**EXERCISE PROMPT:**
Please rewrite the biofuel tolerance text starting at "The need for" and ending at "to fuel-producing microorganisms.", with "microorganisms" changed to "microbes".

**EXCERPT:**
UC Berkeley

The need for alternative, renewable fuels has driven a resurgence in biofuel research, particularly from non-food crop materials. The production of fuels from lignocellulosic biomass, such as Miscanthus, creates new opportunities for engineering microorganisms and developing advanced fermentation strategies. As a member of the Energy Bioscience Institutes, my thesis focuses on studying and alleviating toxicity of biofuels and hydrolysate to fuel-producing microorganisms.

As biofuels (i.e., short- and long-chain alcohols) intercalate into the membrane, they are thought to increase membrane fluidity, decrease the membrane potential for pH control, and denature transmembrane proteins. The organism uses various mechanisms, such as changes in lipid composition and increased expression of chaperones, to respond to the stress. Previous research has indicated that membrane properties, particularly fluidity and lipid composition, are responsible for a microorganism's tolerance to alcohols. To address membrane integrity as a function of inhibitor (ethanol, n-butanol, or isobutanol) concentration, we studied the growth, lipid composition, and membrane fluidity of yeasts, archaea, and bacteria. The specific growth rates of each organism decreased with increasing alcohol concentrations; however, the growth rates of some organisms decreased much less than others over the range of alcohol concentrations tested. The lipid composition of organisms grown in an amount of alcohol that inhibited growth by 50% and 85% was analyzed for changes in unsaturated to saturated lipid ratios (or branched to unbranched ratios for organisms that do not produce unsaturated lipids). Using fluorescence anisotropy techniques, the membrane fluidity of whole cells was tested in different concentrations of inhibitors. No clear correlations between growth rates, lipid composition, and membrane fluidity could be established. Instead, each organism responded to the presence of alcohols differently, indicating that lipids may play a less prominent role in alcohol tolerance than previously thought. Understanding how alcohols affect cellular machinery, including proteins within the membrane, will provide greater insight into how microorganisms respond to alcohols.

The breakdown of lignocellulose for biofuel production often requires high temperature and chemical pretreatment, releasing lignin monomers and degraded sugar products that inhibit cell growth. These inhibitors, such as furfural, acetic acid, and 5-hydroxymethyl furfural, negatively impact cell metabolism and biofuel production. While the tolerance to these and other individual compounds by Saccharomyces cerevisiae has been studied previously, tolerance levels fail to transfer to real hydrolysates that contain combinations of these inhibitors. To gain insight into the complex phenotype of hydrolysate tolerance, experimental evolution was used to improve inhibitor tolerance and biofuel production of S. cerevisiae in the presence of liquor from dilute-acid pretreated Miscanthus. To improve tolerance towards liquor, S. cerevisiae was grown in continuous culture with increasing concentrations of liquor in the feed medium (up to 85% (v/v) before washout occurred). Tolerant mutants were isolated from the continuous culture for genomic re-sequencing to identify mutations that confer liquor tolerance. The results from this study provide insights into the complex phenotype of hydrolysate tolerance, and will be used to improve the tolerance of biofuel-producing yeast strains.

**Text-to-region grounding data:**
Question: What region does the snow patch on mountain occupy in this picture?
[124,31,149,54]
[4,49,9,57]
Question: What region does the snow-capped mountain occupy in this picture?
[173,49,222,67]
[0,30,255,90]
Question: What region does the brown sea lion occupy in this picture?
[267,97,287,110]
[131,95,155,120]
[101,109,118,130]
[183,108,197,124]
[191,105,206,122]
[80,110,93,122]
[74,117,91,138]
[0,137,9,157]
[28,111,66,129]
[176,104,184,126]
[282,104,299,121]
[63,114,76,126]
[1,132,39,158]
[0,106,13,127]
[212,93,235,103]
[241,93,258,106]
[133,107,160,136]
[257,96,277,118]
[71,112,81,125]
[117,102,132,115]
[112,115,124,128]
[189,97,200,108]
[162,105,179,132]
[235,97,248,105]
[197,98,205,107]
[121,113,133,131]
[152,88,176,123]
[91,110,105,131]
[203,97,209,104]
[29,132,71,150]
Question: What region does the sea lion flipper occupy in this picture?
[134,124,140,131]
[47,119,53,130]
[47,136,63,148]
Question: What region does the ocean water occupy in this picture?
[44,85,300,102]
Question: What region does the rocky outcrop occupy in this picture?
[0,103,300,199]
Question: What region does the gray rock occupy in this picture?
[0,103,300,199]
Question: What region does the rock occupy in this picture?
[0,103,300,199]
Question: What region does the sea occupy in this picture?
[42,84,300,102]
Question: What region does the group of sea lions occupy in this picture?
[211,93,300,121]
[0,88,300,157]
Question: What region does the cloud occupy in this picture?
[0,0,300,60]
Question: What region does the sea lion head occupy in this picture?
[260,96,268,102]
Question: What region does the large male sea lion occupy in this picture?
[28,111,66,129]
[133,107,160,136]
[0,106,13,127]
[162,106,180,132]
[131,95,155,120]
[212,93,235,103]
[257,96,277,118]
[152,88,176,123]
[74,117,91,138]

**RESPONSE TO THE TASK:**
The need for alternative, renewable fuels has driven a resurgence in biofuel research, particularly from non-food crop materials. The production of fuels from lignocellulosic biomass, such as Miscanthus, creates new opportunities for engineering microbes and developing advanced fermentation strategies. As a member of the Energy Bioscience Institutes, my thesis focuses on studying and alleviating toxicity of biofuels and hydrolysate to fuel-producing microbes.